Records to use:
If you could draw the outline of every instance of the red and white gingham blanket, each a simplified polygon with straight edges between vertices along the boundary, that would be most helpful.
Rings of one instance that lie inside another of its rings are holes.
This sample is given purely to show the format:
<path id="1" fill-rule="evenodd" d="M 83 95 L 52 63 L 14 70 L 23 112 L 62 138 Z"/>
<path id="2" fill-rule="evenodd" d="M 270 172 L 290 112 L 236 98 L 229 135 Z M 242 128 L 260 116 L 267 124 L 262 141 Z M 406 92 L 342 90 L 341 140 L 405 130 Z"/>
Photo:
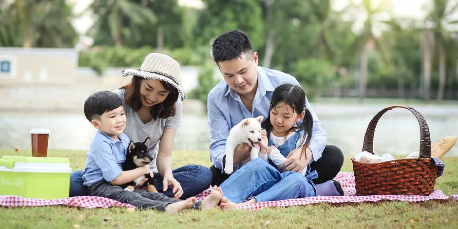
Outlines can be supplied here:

Request: Present the records above as a numbered list, one line per item, with blank lines and the pictures left out.

Full answer:
1. If you could draw the outline of every instance of the red and white gingham blanket, each a simplified polygon with straight edges between vertices along the boundary, that would be most helpful.
2. Rings of one instance that lie inside another of its rings are holes.
3. This sample is given purely to show the format:
4. <path id="1" fill-rule="evenodd" d="M 83 95 L 52 63 L 14 70 L 23 112 L 62 138 Z"/>
5. <path id="2" fill-rule="evenodd" d="M 270 172 L 290 112 L 236 98 L 229 135 Z M 242 128 L 260 116 L 267 124 L 262 141 Z M 406 92 L 342 90 L 341 140 L 405 130 Z"/>
6. Photo:
7. Outlines can be supplied here:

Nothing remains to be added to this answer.